» **Directions for this task**
Return the text below on the 2002 CIA briefing for members of Congress, word for word and in full.

» **Text provided**
Joby Warrick and Dan Eggen wrote:
In September 2002, four members of Congress met in secret for a first look at a unique CIA program designed to wring vital information from reticent terrorism suspects in U.S. custody. For more than an hour, the bipartisan group, which included current House Speaker Nancy Pelosi (D-Calif.), was given a virtual tour of the CIA's overseas detention sites and the harsh techniques interrogators had devised to try to make their prisoners talk.

Among the techniques described, said two officials present, was waterboarding, a practice that years later would be condemned as torture by Democrats and some Republicans on Capitol Hill. But on that day, no objections were raised. Instead, at least two lawmakers in the room asked the CIA to push harder, two U.S. officials said.

So it seems that Democratic leadership knew well what was going on... I wonder how that sits with Code Pink. One section from the memos mention the wall that these few (handful) of terrorists were pushed up against (roughed up), let's read from it:

The memos also give the lie to a leaked 2007 report from the International Committee of the Red Cross (ICRC), based exclusively on the say-so of KSM and other "high-value" detainees, that "an improvised thick collar . . . was placed around their necks and used by their interrogators to slam them against the walls."

» **Dataset rows**
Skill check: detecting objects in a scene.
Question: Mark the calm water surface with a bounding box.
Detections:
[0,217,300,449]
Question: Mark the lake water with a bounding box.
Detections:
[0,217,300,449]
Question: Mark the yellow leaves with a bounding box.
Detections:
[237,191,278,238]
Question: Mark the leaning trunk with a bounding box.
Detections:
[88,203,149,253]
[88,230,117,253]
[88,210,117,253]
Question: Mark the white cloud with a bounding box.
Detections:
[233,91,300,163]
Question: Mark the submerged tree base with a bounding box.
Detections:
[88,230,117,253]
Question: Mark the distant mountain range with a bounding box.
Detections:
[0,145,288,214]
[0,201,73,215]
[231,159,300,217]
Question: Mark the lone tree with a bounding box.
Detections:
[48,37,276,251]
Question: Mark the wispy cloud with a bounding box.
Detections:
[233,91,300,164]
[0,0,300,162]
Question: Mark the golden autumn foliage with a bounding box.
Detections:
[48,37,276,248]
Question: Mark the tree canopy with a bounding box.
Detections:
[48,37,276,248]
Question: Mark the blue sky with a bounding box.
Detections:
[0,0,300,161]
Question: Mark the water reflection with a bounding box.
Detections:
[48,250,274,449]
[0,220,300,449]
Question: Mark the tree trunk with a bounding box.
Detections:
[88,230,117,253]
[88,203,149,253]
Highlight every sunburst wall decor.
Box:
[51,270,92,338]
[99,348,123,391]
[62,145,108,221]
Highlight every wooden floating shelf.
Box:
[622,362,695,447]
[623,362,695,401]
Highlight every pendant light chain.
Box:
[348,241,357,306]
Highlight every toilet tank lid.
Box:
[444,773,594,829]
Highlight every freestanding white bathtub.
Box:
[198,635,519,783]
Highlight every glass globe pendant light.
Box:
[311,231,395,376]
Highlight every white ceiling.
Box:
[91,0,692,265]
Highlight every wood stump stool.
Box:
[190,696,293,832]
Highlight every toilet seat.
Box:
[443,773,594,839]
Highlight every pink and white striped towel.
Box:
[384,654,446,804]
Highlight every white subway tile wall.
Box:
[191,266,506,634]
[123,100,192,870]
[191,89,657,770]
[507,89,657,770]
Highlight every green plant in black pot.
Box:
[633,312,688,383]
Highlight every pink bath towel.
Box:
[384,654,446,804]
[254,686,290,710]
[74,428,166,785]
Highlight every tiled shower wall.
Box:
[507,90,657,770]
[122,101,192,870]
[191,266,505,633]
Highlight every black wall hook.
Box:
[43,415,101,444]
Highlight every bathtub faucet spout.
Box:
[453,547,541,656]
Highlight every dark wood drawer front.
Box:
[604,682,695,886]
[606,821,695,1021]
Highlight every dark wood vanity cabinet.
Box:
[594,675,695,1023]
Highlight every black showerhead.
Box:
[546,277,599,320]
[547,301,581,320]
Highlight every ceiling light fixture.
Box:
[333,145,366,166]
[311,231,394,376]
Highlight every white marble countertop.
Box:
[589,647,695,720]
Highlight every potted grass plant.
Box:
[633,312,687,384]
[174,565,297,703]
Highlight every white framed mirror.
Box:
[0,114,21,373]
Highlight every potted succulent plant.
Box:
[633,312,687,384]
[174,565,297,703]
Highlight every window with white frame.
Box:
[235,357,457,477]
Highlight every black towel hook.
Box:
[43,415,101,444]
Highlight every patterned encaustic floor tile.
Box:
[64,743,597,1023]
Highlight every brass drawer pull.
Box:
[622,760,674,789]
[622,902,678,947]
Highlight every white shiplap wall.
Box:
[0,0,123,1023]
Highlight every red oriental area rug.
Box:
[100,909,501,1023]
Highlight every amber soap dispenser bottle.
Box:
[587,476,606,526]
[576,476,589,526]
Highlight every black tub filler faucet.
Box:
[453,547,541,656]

» **Exercise result**
Joby Warrick and Dan Eggen wrote:
In September 2002, four members of Congress met in secret for a first look at a unique CIA program designed to wring vital information from reticent terrorism suspects in U.S. custody. For more than an hour, the bipartisan group, which included current House Speaker Nancy Pelosi (D-Calif.), was given a virtual tour of the CIA's overseas detention sites and the harsh techniques interrogators had devised to try to make their prisoners talk.

Among the techniques described, said two officials present, was waterboarding, a practice that years later would be condemned as torture by Democrats and some Republicans on Capitol Hill. But on that day, no objections were raised. Instead, at least two lawmakers in the room asked the CIA to push harder, two U.S. officials said.

So it seems that Democratic leadership knew well what was going on... I wonder how that sits with Code Pink. One section from the memos mention the wall that these few (handful) of terrorists were pushed up against (roughed up), let's read from it:

The memos also give the lie to a leaked 2007 report from the International Committee of the Red Cross (ICRC), based exclusively on the say-so of KSM and other "high-value" detainees, that "an improvised thick collar . . . was placed around their necks and used by their interrogators to slam them against the walls."